▸ EXCERPTED TEXT:
Functional annotation of differentially expressed genes (DEGs)

The proteins encoded by DEGs were analyzed, and annotated using Metascape, “A Gene Annotation and Analysis Resource”, which can be used to analyze multi-platform OMICs data (http://metascape.org/gp/index.html), DAVID “Database for Annotation, Visualization and Integrated Discovery” (https://david.ncifcrf.gov/)70,71,72 to test for gene set enrichment analysis, Gene Ontology (GO) terms and pathways. According to the database, DAVID pathways output is based on KEGG (Kyoto Encyclopedia of Genes and Genomes). Only terms with modified Fisher Exact p value ≤ 0.05 were considered significant. Metascape is a web-based portal, and is useful for functional annotations of genes73.

Protein–protein interaction (PPI) network

DEGs (corrected p values ≤ 0.05) were imported to the search tool of STRING (v10.0, http://string-db.org/) for the retrieval of interacting genes/proteins by selecting Homo sapiens as the organism. STRING can identify a network of close interactions among this set of genes based on information on experimental as well as predicted protein interactions. The three methods including degree centrality, betweenness centrality, and closeness centrality were used to calculate the topology scores of nodes in the PPI network using the CytoNCA74.

▸ EXERCISE OBJECTIVE: Please continue the methods text on gene annotation and protein interaction networks with the next part after its last sentence.

▸ Data items:
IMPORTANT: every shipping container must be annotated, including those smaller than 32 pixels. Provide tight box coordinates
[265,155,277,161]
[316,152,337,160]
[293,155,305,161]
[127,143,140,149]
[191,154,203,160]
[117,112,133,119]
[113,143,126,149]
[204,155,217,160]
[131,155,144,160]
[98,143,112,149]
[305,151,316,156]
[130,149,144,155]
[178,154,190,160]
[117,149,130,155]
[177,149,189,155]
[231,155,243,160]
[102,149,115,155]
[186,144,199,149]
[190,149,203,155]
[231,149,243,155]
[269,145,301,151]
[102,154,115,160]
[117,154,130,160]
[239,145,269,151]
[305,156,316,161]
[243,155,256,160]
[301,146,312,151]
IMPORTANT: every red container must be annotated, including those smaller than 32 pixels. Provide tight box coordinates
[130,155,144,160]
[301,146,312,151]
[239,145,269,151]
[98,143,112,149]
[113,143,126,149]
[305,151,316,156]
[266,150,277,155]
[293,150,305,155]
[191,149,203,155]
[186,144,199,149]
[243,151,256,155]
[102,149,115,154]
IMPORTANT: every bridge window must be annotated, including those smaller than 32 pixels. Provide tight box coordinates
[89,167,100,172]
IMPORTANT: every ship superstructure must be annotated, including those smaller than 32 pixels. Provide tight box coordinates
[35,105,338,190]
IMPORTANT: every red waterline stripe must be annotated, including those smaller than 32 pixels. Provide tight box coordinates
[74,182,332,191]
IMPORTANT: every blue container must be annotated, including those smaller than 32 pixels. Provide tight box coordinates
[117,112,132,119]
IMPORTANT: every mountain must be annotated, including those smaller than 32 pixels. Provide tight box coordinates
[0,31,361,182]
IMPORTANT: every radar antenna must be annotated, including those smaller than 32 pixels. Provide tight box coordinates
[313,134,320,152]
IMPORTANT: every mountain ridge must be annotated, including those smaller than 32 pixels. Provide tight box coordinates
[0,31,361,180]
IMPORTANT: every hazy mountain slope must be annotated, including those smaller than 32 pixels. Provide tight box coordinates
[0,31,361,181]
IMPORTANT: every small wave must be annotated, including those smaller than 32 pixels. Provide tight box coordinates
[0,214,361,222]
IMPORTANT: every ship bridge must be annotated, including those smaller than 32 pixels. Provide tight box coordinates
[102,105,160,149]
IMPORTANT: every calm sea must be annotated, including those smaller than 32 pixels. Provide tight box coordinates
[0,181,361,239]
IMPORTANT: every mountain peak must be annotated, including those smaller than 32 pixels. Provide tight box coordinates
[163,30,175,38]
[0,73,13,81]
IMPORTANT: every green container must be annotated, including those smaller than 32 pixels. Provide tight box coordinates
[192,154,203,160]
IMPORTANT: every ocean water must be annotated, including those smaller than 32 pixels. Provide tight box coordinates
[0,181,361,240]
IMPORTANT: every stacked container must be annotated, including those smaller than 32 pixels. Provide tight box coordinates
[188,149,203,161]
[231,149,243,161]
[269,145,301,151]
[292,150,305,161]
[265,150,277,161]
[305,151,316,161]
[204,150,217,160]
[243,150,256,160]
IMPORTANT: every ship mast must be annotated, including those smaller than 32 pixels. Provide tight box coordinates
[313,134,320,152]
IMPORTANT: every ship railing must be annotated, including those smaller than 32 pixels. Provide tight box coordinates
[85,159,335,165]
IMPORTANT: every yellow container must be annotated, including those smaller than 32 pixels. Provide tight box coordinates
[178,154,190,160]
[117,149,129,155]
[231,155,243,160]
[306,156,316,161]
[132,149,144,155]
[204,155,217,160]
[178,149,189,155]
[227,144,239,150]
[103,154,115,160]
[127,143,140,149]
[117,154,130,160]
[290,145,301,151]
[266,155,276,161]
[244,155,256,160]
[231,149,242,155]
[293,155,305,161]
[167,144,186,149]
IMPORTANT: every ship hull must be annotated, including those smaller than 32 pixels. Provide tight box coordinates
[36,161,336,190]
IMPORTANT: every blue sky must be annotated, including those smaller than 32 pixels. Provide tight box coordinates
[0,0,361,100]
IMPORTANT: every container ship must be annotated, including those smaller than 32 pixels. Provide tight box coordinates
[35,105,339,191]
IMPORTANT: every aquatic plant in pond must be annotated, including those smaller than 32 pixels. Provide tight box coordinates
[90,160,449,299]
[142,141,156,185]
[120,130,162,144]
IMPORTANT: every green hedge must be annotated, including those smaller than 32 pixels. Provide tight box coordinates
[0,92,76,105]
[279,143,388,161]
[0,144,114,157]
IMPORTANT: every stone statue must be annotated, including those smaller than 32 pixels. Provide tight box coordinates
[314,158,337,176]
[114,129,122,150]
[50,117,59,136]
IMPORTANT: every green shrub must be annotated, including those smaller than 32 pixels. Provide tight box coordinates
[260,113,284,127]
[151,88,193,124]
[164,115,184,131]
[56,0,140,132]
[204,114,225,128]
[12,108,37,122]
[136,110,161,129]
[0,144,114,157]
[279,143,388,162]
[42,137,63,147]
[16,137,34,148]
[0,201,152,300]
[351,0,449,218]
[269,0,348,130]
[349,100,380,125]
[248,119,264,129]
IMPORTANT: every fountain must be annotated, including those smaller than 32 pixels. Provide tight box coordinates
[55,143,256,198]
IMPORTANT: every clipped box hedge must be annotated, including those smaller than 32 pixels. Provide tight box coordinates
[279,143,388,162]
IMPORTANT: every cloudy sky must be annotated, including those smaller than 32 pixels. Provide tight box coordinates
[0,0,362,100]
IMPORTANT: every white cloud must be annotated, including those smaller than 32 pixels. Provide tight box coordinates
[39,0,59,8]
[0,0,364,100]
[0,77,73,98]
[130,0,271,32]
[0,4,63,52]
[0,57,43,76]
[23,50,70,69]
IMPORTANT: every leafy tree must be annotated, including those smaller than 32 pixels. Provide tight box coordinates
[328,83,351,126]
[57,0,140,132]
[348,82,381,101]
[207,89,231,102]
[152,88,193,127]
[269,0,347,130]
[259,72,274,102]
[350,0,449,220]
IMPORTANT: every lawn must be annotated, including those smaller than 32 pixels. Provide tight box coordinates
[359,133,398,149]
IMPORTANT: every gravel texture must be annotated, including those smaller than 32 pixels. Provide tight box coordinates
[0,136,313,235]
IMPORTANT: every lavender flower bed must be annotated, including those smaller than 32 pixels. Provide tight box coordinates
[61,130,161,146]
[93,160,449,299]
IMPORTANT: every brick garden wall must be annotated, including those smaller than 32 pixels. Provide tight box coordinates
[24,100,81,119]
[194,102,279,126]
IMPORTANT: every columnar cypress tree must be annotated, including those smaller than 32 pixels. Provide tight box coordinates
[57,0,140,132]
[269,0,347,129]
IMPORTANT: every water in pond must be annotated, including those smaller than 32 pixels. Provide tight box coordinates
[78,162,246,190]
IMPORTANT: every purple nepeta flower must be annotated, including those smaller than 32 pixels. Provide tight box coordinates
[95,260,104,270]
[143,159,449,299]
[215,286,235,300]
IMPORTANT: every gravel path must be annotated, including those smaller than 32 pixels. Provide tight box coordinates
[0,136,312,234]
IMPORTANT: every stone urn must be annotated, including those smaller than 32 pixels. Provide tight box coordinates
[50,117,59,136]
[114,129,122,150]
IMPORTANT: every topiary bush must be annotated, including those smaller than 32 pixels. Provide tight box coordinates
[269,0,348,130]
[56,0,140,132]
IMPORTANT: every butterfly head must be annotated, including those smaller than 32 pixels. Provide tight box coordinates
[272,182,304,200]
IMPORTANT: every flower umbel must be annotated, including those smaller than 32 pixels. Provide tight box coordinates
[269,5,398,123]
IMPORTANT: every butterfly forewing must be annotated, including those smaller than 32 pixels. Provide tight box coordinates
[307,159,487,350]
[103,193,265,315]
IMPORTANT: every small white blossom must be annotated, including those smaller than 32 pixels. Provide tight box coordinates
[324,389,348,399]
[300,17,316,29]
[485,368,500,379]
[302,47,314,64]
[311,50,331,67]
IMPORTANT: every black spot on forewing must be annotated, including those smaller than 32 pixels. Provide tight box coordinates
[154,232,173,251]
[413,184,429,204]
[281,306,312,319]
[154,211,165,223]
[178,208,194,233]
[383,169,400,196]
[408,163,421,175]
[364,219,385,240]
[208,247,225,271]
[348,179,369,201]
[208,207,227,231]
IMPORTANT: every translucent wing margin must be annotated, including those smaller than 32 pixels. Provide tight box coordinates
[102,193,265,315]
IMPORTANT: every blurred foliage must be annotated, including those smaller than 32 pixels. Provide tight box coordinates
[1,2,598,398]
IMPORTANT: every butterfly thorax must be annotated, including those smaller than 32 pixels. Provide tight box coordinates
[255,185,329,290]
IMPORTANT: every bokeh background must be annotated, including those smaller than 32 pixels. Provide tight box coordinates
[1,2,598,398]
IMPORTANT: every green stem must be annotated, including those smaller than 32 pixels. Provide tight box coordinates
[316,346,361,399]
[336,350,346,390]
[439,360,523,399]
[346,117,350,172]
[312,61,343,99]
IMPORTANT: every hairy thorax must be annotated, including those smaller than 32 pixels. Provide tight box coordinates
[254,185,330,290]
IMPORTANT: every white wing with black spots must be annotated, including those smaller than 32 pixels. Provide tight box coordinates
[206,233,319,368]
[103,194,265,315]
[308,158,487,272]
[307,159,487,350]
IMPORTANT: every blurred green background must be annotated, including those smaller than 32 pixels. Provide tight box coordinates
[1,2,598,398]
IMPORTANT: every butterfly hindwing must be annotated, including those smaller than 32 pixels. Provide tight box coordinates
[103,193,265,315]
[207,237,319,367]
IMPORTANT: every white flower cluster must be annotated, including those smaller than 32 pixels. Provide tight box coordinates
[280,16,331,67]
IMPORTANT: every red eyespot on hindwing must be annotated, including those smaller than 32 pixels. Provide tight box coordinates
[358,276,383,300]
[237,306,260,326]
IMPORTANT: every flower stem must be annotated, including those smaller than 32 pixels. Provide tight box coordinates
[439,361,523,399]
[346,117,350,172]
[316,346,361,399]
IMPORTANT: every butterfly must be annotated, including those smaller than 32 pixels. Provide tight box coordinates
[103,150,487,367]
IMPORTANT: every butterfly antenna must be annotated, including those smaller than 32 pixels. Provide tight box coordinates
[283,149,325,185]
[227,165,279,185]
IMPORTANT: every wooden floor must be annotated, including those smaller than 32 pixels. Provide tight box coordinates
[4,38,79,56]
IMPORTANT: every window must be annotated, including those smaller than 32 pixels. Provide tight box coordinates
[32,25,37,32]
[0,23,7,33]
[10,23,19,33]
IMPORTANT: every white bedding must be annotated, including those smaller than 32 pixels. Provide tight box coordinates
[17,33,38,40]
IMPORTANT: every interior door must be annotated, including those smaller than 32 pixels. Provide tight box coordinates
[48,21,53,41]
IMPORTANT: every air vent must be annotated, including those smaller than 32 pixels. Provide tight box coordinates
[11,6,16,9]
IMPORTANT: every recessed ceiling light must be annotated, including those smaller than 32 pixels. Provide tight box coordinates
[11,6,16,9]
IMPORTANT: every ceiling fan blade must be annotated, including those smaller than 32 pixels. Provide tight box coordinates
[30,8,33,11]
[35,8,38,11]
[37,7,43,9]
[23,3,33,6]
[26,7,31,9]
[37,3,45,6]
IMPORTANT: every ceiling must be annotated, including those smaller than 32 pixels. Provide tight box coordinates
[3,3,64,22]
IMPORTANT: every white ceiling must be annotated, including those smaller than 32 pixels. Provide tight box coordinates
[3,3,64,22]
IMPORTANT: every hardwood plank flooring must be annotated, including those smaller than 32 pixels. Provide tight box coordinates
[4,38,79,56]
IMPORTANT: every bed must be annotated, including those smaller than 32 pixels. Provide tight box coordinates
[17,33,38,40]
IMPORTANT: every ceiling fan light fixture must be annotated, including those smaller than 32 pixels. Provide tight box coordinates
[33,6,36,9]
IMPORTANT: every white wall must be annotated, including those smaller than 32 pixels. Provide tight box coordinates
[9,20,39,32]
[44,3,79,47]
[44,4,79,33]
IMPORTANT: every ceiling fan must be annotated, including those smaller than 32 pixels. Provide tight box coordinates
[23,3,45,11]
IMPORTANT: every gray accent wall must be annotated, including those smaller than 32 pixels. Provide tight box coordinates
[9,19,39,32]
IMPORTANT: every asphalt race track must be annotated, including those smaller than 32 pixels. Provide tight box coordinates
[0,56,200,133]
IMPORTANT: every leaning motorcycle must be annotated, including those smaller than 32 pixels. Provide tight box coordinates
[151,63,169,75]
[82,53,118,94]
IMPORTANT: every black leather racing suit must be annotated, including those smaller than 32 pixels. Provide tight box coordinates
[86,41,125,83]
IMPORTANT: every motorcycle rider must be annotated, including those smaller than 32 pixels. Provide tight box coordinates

▸ TASK ANSWER:
Statistical analysis

Demographic and clinical/molecular data that were examined during statistical analyses are shown in the supplementary information file, Table S1. Comparison between variables between the two groups (mutant vs. non-mutant) was examined using Pearson's Chi-squared test for categorical variables and independent sample t test for continuous variables. Univariate logistic regression analysis was used to examine the associations of GATA3 somatic mutation status with different variables, and the odds ratios (OR) and 95% confidence intervals (CIs) were presented. Multivariate logistic regression analysis was used to assess the variables that were independently predictive of the GATA3 mutation status. For this purpose, covariates with p values ≤ 0.05 in the univariate analysis were entered into a multivariable model, excluding the rare variables (ER status and hormone receptor status). In addition, menopause status and age at diagnosis were highly associated, thus, menopausal status (which had more missing data than the age at diagnosis) was excluded from the multivariable model.

Overall survival (OS) time is defined as the time from diagnosis till the time of death or last contact. Associations between variables and OS were examined using the Kaplan–Meier plots/Log-rank test and Cox proportional hazards regression methods. Results of the univariate Cox regression analysis was used to select the variables to be entered into the multivariable Cox regression models. For this purpose, covariates with p values less than 0.05 in the univariate analysis were entered into a covariate selection method (Backward-LR), excluding the rare variables, such as metastasis status (pM) and history of neoadjuvant therapy, and highly correlated variables. Highly correlated variables included menopausal status (excluded) and age at diagnosis, tumor size (pT) (excluded) and stage, and lymph node ratio (excluded) and lymph node status (pN). As a result, age, stage, and radiation therapy status were selected for the analysis of the entire cohort. Association of the GATA3 mutation status with OS was then examined in a multivariable Cox model after adjusting for these clinical factors. Similar to this process, OS analysis was done for the ER-positive subgroup. After excluding the rare variables, such as metastasis status and history of neoadjuvant therapy, and highly correlated variables including menopausal status, tumor size and lymph node ratio, the variables including age, stage, and lymph node status were selected for the assessment of the GATA3 mutations’ association with OS in a multivariable Cox model. The hazard rate ratio (HR) and 95% CIs were calculated by the Cox models.

A p value < 0.05 was considered significant. All statistical analyses were performed using SPSS 16.0 (IBM, USA).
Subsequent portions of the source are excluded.